▸ Extract to read:
####################
AIPerf Benchmark Concurrency sweep, multi-turn, seq distribution, prefix cache → Pushgateway + Pareto dashboard ./cli nvidia-platform benchmark install
AIConfigurator TP/PP recommendation (Quick Estimate) + SLA-driven profile + plan + deploy (DGDR) ./cli nvidia-platform aiconfigurator install

Installation Order

# === Standard Path ===
# 0. (K8s only) Install Ingress controller if not present
helm repo add ingress-nginx https://kubernetes.github.io/ingress-nginx --force-update
helm upgrade --install ingress-nginx ingress-nginx/ingress-nginx \
  --namespace ingress-nginx --create-namespace --set controller.service.type=NodePort --wait
# EKS: AWS Load Balancer Controller should be pre-installed (EKS addon or Terraform)

# 1. Monitoring (Prometheus + Grafana) — install first so GPU Operator
#    auto-detects ServiceMonitor CRDs and enables DCGM metrics scraping.
#    Also auto-detects Ingress controller to expose Grafana/Prometheus.
./cli nvidia-platform monitoring install

# 2. GPU Operator (detects Prometheus → creates DCGM ServiceMonitor)
./cli nvidia-platform gpu-operator install

# 3. Dynamo Platform (auto-detects Prometheus and sets prometheusEndpoint)
####################
▸ Complete the following:
1: Please write out the part of the installation-order text between "Installation Order" and "addon or Terraform)", inclusive.
2: Continue the installation-order text for the NVIDIA platform from where it stops.

▸ Dataset excerpt:
####################
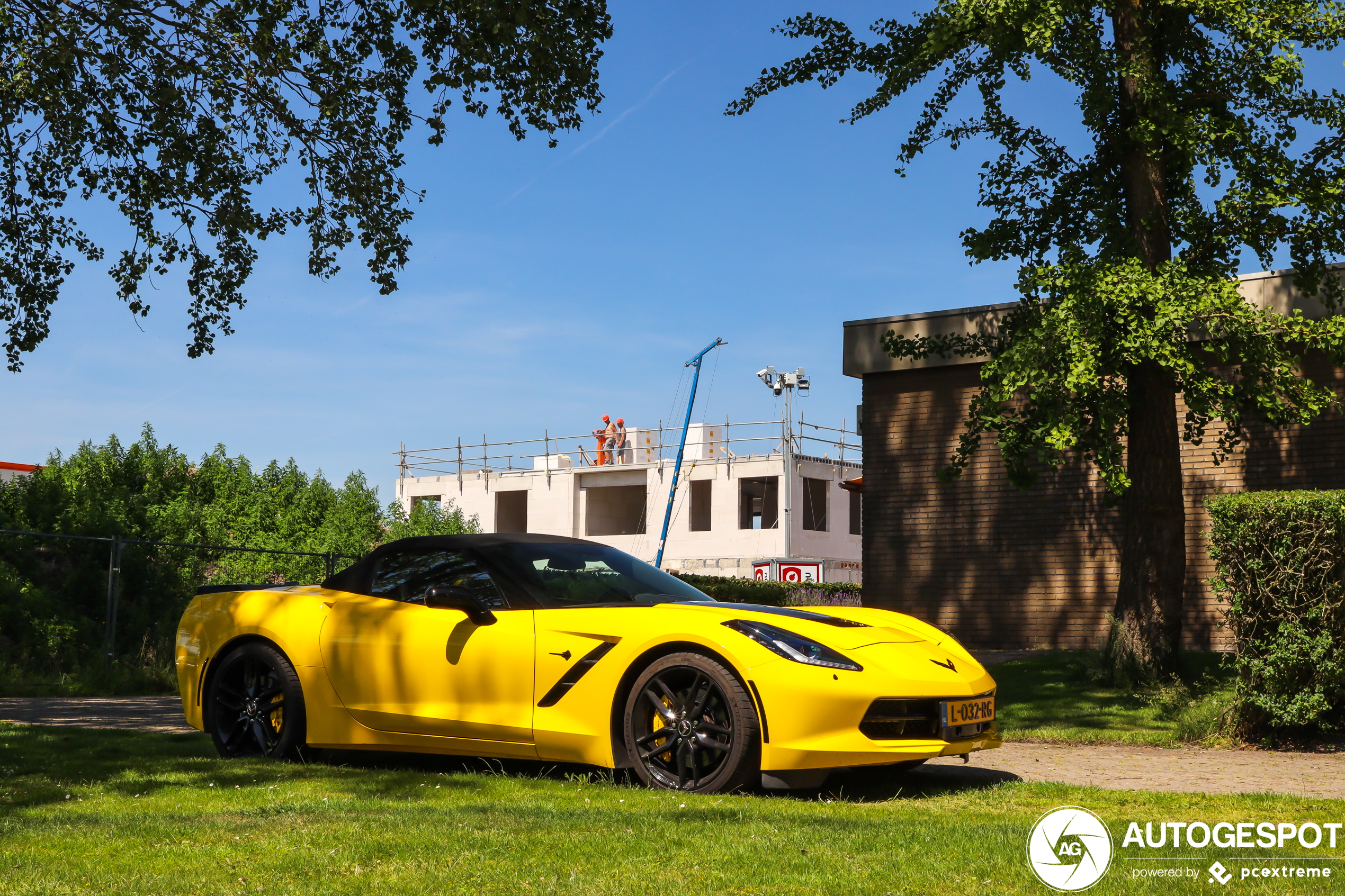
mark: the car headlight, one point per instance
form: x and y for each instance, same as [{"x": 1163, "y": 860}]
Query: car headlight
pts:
####################
▸ Answers given:
1:
Installation Order

# === Standard Path ===
# 0. (K8s only) Install Ingress controller if not present
helm repo add ingress-nginx https://kubernetes.github.io/ingress-nginx --force-update
helm upgrade --install ingress-nginx ingress-nginx/ingress-nginx \
  --namespace ingress-nginx --create-namespace --set controller.service.type=NodePort --wait
# EKS: AWS Load Balancer Controller should be pre-installed (EKS addon or Terraform)

2:
./cli nvidia-platform dynamo-platform install

# 4. Deploy a model
./cli nvidia-platform dynamo-vllm install

Platform Modes

K8s Mode (On-premises)

Environment: PLATFORM=k8s in .env

Prerequisites (user must prepare)

Requirement Details
Kubernetes v1.33+ kubeadm, kubelet, kubectl
NVIDIA Driver 580+ Pre-installed on worker nodes
NVIDIA Container Toolkit CDI configured (nvidia-ctk cdi generate)
Fabric Manager Required for H100 SXM / NVSwitch GPUs
StorageClass (RWX) For shared model cache (e.g., NFS, CephFS)

Auto-installed by CLI

The following are automatically installed/detected during dynamo-platform install:

Component Condition Action
local-path StorageClass Not found Auto-install local-path-provisioner
ingress-nginx Not found (K8s mode only) Prompt to install
Prometheus (prometheusEndpoint) Detected if monitoring installed Auto-configure
GPU Operator Detected Status check only (install via gpu-operator install)

Storage

The CLI uses two different StorageClasses depending on purpose:

StorageClass Purpose Access Mode Used By
nfs (config: platform.k8s.storageClass) Model cache PVC ReadWriteMany dynamo-vllm (model download)
local-path (default for etcd/NATS) etcd, NATS persistence ReadWriteOnce dynamo-platform

Note: config.json's platform.k8s.storageClass is used for model cache PVC. etcd/NATS StorageClass defaults to local-path in the Dynamo Platform Helm values.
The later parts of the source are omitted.